**Texto da página**
──────────────────────────────

Primeiro, eu pensava que se concordasse com o governo, pelo menos eu teria uma chance de fazer algum ‘trabalho de Buda’, enquanto se me opusesse totalmente ao governo eu não seria capaz de fazer coisa alguma. Então eu tive de sofrer silenciosamente as críticas e desdém dos meus colegas por estar no sistema. Depois de um tempo, contudo, eu vi que era graças à habilidade e coragem daqueles de fora da Igreja Budista de expressarem seus protestos que eu tinha permissão de realizar o trabalho budista, ainda que de forma limitada. Quando a história do Budismo Vietnamita for escrita, como irei responder a isto? O meu objetivo se tornou parte de um sistema que existe para monitorar e controlar os budistas.

Aquele venerável, que foi pressionado a não mais patrocinar os monges e monjas para que ficassem e praticassem no seu templo, não teve força para resistir. Ele foi compelido a trair seu professor e amigos e quebrar um voto profundo tomado há apenas alguns anos atrás. Isto é uma tragédia pra ele. Mas quem é aquele monge? Ele é outra pessoa, ou é ninguém mais do que eu mesmo? Ele está em mim. Eu também estou sendo pressionado, e não ouso fazer ou dizer o que realmente acredito para proteger os meus filhos espirituais e os jovens irmãos e irmãs. O meu desejo profundo não é ‘guiar as futuras gerações e retribuir minha dívida de gratidão a Buda?’ Se sim, então como posso justificar o fato de ter feito nada pra ajudar enquanto assistia os jovens monges e monjas, meus descendentes espirituais, serem oprimidos, humilhados e pisoteados? Como posso ousar olhar nos olhos dos meus filhos espirituais, minha continuação? Qual é o meu verdadeiro rosto? Quem sou eu?

──────────────────────────────

**Material fornecido**
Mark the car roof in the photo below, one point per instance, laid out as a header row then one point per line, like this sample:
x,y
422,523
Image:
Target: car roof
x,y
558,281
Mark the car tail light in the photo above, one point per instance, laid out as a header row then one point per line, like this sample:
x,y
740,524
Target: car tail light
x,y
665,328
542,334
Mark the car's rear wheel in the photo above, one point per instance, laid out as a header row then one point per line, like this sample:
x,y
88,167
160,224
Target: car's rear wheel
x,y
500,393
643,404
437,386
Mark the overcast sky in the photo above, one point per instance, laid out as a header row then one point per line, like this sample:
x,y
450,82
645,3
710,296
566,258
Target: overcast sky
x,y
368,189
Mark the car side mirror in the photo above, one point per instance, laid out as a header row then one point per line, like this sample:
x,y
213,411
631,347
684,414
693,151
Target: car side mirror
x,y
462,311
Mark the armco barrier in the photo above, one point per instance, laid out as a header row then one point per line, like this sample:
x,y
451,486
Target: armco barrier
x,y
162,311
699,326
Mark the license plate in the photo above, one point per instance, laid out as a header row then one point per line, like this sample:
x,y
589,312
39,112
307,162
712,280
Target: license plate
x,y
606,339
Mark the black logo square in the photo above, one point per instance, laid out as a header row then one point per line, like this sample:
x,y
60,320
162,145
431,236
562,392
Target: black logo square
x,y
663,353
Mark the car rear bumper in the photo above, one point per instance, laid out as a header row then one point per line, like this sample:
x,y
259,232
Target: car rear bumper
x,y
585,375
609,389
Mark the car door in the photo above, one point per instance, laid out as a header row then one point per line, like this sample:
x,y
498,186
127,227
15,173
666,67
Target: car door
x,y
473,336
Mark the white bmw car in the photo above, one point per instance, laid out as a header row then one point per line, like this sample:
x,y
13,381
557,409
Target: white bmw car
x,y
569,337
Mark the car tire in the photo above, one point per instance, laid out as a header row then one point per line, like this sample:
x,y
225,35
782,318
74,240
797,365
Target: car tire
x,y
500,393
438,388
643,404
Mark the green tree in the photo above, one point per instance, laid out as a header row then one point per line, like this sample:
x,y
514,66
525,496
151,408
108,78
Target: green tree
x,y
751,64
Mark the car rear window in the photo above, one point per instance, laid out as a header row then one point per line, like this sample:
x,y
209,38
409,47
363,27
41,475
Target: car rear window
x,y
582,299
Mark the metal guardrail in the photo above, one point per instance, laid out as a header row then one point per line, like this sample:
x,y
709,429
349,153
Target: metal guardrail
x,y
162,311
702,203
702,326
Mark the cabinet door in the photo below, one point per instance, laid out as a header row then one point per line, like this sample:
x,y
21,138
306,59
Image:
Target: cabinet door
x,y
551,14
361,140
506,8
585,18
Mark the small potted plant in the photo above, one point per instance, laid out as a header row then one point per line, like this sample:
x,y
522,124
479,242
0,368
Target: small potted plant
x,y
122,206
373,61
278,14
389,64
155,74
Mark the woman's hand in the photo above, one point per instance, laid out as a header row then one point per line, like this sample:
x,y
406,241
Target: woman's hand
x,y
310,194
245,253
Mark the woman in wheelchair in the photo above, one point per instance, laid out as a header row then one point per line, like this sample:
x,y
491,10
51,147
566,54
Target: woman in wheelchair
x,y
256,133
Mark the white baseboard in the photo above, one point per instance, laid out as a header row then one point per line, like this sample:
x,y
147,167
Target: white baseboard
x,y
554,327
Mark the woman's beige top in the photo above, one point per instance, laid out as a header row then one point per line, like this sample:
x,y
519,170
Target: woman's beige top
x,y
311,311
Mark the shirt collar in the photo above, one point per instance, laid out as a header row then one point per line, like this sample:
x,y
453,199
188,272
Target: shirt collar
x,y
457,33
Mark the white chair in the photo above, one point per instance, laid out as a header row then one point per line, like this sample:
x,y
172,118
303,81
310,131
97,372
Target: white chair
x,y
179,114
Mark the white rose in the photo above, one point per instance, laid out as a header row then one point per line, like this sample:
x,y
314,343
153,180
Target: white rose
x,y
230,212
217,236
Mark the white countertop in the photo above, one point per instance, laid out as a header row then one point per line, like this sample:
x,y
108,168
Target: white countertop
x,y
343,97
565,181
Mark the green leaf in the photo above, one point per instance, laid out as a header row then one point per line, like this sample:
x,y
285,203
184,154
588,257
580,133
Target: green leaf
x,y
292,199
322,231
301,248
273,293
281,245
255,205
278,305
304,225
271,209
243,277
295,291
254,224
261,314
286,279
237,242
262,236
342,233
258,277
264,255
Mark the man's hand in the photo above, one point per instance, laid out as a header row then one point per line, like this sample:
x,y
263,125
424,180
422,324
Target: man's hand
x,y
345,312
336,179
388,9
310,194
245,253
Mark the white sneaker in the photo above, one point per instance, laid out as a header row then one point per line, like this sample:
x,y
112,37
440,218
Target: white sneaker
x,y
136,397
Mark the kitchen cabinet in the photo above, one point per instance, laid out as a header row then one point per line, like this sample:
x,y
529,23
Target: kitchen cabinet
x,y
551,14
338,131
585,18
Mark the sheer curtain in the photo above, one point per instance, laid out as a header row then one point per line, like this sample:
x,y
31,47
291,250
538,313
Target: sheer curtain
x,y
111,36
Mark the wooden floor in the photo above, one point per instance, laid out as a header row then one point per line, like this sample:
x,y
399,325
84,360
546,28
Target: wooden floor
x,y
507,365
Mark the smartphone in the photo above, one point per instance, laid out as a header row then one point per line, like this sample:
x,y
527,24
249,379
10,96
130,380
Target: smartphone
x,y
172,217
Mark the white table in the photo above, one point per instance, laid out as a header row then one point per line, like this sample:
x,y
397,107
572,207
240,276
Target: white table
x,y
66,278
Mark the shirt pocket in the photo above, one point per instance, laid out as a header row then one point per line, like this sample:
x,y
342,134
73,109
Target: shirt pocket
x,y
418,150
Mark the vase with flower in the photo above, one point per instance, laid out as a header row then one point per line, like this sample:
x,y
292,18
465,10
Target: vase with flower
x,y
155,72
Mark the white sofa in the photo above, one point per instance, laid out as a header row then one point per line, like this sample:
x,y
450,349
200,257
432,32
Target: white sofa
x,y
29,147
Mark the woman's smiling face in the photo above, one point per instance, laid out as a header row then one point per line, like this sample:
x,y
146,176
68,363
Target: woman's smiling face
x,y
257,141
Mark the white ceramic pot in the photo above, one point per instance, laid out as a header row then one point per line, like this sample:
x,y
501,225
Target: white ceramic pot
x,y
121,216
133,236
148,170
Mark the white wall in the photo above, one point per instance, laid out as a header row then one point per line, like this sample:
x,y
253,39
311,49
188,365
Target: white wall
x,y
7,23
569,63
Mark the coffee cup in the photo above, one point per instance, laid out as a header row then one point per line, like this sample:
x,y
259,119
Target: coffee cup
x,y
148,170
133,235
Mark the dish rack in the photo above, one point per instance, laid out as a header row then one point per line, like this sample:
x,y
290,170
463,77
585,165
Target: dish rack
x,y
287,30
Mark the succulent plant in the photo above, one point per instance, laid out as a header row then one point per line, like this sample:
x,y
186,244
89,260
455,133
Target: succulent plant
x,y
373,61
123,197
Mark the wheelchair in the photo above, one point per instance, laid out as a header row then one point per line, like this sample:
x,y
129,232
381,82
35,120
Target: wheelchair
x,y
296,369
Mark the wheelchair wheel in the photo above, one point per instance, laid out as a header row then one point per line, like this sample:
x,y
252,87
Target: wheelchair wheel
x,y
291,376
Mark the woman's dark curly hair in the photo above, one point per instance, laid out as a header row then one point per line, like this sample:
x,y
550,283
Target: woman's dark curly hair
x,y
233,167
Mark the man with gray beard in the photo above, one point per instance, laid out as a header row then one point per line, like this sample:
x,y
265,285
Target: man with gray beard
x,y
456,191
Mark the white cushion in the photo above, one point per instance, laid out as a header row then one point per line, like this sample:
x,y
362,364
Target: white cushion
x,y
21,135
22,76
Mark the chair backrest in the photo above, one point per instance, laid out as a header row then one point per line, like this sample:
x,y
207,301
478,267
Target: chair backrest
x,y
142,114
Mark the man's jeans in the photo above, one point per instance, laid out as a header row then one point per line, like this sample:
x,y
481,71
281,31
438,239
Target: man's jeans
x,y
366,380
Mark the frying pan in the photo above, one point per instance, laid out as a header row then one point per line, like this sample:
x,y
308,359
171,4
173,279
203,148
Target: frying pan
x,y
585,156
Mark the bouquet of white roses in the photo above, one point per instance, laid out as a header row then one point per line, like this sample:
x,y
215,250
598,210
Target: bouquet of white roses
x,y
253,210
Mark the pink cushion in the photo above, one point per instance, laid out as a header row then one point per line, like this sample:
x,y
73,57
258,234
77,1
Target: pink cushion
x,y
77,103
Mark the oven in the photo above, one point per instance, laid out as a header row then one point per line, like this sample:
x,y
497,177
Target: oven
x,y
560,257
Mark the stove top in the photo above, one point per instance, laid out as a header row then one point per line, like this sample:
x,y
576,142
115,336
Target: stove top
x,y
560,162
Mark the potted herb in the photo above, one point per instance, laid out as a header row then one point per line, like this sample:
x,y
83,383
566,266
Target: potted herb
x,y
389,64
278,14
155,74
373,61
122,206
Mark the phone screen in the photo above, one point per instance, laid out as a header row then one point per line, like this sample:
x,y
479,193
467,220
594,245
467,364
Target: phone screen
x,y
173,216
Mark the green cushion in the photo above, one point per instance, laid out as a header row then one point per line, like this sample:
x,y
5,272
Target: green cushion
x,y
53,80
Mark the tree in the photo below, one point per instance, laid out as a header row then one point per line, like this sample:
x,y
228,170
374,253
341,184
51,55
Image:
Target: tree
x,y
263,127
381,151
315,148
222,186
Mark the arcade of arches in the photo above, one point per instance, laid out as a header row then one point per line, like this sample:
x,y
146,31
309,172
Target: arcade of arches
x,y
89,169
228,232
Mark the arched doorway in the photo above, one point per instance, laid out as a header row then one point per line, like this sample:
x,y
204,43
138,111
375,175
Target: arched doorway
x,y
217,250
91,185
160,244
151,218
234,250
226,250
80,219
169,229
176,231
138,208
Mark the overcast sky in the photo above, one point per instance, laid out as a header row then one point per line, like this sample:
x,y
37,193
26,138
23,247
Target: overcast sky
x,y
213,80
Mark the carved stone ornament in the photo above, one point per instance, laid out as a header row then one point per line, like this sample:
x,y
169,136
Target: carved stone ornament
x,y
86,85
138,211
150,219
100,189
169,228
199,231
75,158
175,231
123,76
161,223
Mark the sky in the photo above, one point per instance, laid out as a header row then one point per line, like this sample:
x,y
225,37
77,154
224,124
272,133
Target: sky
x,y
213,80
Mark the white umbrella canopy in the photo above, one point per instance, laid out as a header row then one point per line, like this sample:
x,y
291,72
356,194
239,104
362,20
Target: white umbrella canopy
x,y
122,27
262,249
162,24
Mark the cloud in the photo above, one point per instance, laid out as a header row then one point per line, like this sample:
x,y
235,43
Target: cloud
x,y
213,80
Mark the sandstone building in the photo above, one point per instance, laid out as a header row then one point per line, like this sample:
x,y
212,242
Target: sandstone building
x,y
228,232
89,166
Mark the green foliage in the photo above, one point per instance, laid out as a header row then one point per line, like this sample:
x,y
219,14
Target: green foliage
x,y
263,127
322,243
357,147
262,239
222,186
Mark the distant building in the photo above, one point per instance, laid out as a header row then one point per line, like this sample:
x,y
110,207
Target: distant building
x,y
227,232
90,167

──────────────────────────────

**Tarefas do exercício**
**A)** Segundo o texto da página, o que o venerável foi pressionado a deixar de fazer?
**B)** Extraia todas as linhas que contêm a palavra "tail".

**Exercício resolvido**
**A)** Ele foi pressionado a não mais patrocinar os monges e monjas para que ficassem e praticassem no seu templo.

**B)**
Mark the car tail light in the photo above, one point per instance, laid out as a header row then one point per line, like this sample:
Target: car tail light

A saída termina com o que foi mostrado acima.